Bundan 40 yıl önce kapısına kilit vurulan Yıldız Sarayı Büyük Mabeyn Köşkü’nde hummalı bir restorasyon çalışması sürüyor. Cumhurbaşkanı Abdullah Gül’ün “ağırlama” konutu olarak kullanılacak olan Yıldız Sarayı’nın restorasyon çalışmasının 15 Haziran’da bitmesi planlanıyor.
Daha merkezi bir yerde!
Pazar günü, AKP’nin Ankara’daki merkez binasının tablolarını da yapan ressam İsmail Acar’ın, “Laleler” konulu tablolarından oluşan koleksiyonunun açılışı vardı. Serginin açılışını İstanbul Büyükşehir Belediye Başkanı Kadir Topbaş yapıyordu. Eşi Özdeyiş Topbaş ile Saray’ı gezme fırsatı da bulan Topbaş, restorasyonu beğendi ve yüksek mimar Ahmet Serbestoğlu’nu çalışmasından dolayı kutladı.
Açıkçası, ne Topbaş gibi bir mimari gözüm var, ne de sanat tarihi bilgim.
O nedenle restorasyonun başarısından veya başarısızlığından söz etmem mümkün değil. Ancak şunu gördüm ki, Yıldız Sarayı, İstanbul’un gizli kalmış çok nadide bir yapısı.
Bu sarayın ne restorasyonu, ne de kullanımı ile ilgili kamuoyunda bir duyarlılık oluşturulduğunu gözlemlemedim.
Yıldız Sarayı, kapalı kutuydu, kapalı kutu olarak da kalacağa benziyor.
Düşünün 40 yıldır kapısı ilk kez Acar’ın sergisi nedeniyle kamuya açılıyor.
Bundan sonra da, yani Gül burayı ofis olarak kullanmaya başladıktan sonra da kaç kişi gezip görecekse, toplumsal hafızadaki yeri o kadar olacak.
9. Cumhurbaşkanı Süleyman Demirel’in İstanbul’a gelişinde kullandığı Tarabya’daki Huber Köşkü’nün ihtişamı ve restorasyonundaki maliyet uzun süre tartışılmıştı. Gül burayı neden kullanmıyor?
Belki Yıldız Sarayı, İstanbul’daki ofisi Dolmabahçe Sarayı olan Başbakan Tayyip Erdoğan’a, hem de Jandarma Komutanlığı’na yakın olduğu içindir.
Estetik kaygılarım arttı
Sergiyi gezerken Serbestoğlu bana elindeki ışıklı kalemle, tavanlarda ve kapılardaki onarımları gösterdi. Dedim ya ben çok anlamam. Ama bilen birileri, bana diyelim ki gül ağacından bir kapının eskiyen yerlerinin çam ağacından kaplamayla onarılması olağan mıdır, anlatabilir.
--- --- ---
Yapılacak İş:
Yıldız Sarayı restorasyonunu anlatan yazıda "Düşünün 40 yıldır" sözlerinden "yakın olduğu içindir." sözlerine kadar uzanan bölümü hiç değiştirmeden aktarın.

Verilen Materyal:
--- --- ---
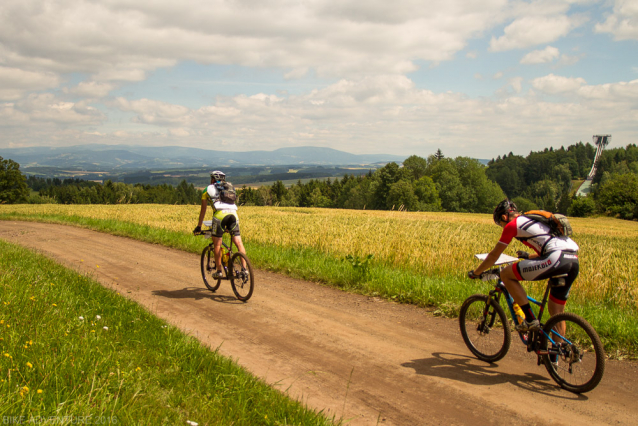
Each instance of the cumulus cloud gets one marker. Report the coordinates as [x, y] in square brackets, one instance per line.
[15, 82]
[92, 89]
[546, 55]
[623, 22]
[374, 113]
[554, 84]
[46, 108]
[116, 40]
[534, 30]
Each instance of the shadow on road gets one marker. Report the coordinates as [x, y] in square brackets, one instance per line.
[196, 293]
[470, 370]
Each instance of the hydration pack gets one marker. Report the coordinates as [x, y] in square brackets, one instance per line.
[227, 193]
[558, 224]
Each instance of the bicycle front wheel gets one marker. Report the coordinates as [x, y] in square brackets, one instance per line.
[242, 279]
[485, 328]
[577, 358]
[208, 268]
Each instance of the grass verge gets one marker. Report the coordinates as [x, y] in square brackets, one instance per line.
[616, 325]
[72, 352]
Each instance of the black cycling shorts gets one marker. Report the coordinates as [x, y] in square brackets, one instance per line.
[550, 265]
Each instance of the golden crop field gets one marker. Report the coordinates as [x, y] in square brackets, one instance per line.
[434, 244]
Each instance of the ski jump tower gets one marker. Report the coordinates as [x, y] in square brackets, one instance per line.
[601, 141]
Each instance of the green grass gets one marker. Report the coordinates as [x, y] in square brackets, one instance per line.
[60, 361]
[616, 325]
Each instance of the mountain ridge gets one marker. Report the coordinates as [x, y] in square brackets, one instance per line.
[141, 157]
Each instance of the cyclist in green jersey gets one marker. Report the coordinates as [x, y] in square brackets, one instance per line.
[224, 216]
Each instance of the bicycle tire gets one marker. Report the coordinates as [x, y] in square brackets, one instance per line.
[586, 373]
[486, 333]
[242, 281]
[208, 267]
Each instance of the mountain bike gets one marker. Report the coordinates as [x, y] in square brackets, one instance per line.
[235, 265]
[574, 358]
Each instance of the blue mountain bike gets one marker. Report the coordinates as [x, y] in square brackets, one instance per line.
[566, 344]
--- --- ---
Doğru Yanıt:
Düşünün 40 yıldır kapısı ilk kez Acar’ın sergisi nedeniyle kamuya açılıyor.
Bundan sonra da, yani Gül burayı ofis olarak kullanmaya başladıktan sonra da kaç kişi gezip görecekse, toplumsal hafızadaki yeri o kadar olacak.
9. Cumhurbaşkanı Süleyman Demirel’in İstanbul’a gelişinde kullandığı Tarabya’daki Huber Köşkü’nün ihtişamı ve restorasyonundaki maliyet uzun süre tartışılmıştı. Gül burayı neden kullanmıyor?
Belki Yıldız Sarayı, İstanbul’daki ofisi Dolmabahçe Sarayı olan Başbakan Tayyip Erdoğan’a, hem de Jandarma Komutanlığı’na yakın olduğu içindir.